Madame Curie on a holiday cruise

This year Madame Curie is going on a holiday cruise. Click here to read all about her new adventures.


Since my last sailingtrip to Horta (the Azores) new ideas have been popping up about a new sailing trip. I really wanted to take on a new sailing adventure. But how do you start? One thing I knew for sure; I needed an other boat. Bigger, more comfortable and.... the list kept growing. In 2007 I informed my employer about my intention to take a sabbatical leave. Now it was "official". After an extensive boathunt, I found "my boat" in the summer of 2009. A steel Breewijd 31 ketch build in 1980, the Madame Curie. After a year and a half of fixing her up, I'm now on the verge of starting my adventure. You can learn all about my plans, my adventures, and my worries together with the Madame Curie in this blog.

Sunday, October 16, 2011


Made it home. I arrived saturday the 15th around four in the afternoon.
I'm very happy, tired, and reliefed. But foremost, I'm proud I concluded my adventure.
Sailing of the coast of Texel.
Definetly Den Helder
Save inside the marina

Monday, October 10, 2011


I asked my mom to post the last message. I thought that some of you might be getting a bit worried about me.
What was the crossing like? Well it was 19 days of calm before a storm, and 36 hours of terrible storm. To give you an idea of the first 19 days, I have translated the text messages I sent my family when I had coverage with my mobile phone. And I had already prepared a post, which I wanted to post near Finisterre, but this time UMTS did not work. Vodafone kept insisting that my dongle was allready in use!!!! Grrrr.

=======

_Request A:_ Quote the part of the sailing blog that opens with the words containing "What was the" and closes with "in use!!!! Grrrr.".
_Request B:_ Extend the sailing blog about the Madame Curie, picking up right after its last sentence.
The lines after this point come from a separate source.

_Given material:_

=======

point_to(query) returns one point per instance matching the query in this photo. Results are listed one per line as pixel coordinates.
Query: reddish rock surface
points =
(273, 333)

=======

_Written answer A:_
What was the crossing like? Well it was 19 days of calm before a storm, and 36 hours of terrible storm. To give you an idea of the first 19 days, I have translated the text messages I sent my family when I had coverage with my mobile phone. And I had already prepared a post, which I wanted to post near Finisterre, but this time UMTS did not work. Vodafone kept insisting that my dongle was allready in use!!!! Grrrr.

_Written answer B:_
Passed the Gibraltar Strait!!!. I was rather nervous but it was perfect! Bye Maggie
Am now passing Cabo de Sao Vincente (south corner of Portugal)! Only 900 miles to go. Till now hardly any wind, so I am not breaking records. All is wel, have not been seesick. Bye
Hello, all is still well. Till now only light winds, and during the night a lot of fog. An now near La Coruna. Just over half way. Hope the second half is quicker. I am not seasick, manage to eat a lot and get enough sleep/rest. Bye Maggie
Am nearer to Finisterre than to La Coruna! But definetly past Vigo

My speed is 1.8 knots. But it is 100% in the right direction! Bye Maggie

28/09(this is the text I wanted to post when I was within UMTS reach, but I had trouble with Vodafone.)

A little bit further,

A little bit further. By now I have made it to La Coruna. I am sailing right along the coastline, and am officially past the halfway point!!! I’m not making record speeds, there is hardly any wind. I haven’t even had to consider reefing!!!. Usually I sail along at approximately 1.5 knots. During the nights, when the wind dies completely, I have to decide between using the engine, or accepting that the current sets me back a couple of miles. Till now I have used the engine 45 hours, which I find rather acceptable. My diesel supply will only allow me to use the engine for 100 hours, and I need to save some hours for entering the harbor in Fowey.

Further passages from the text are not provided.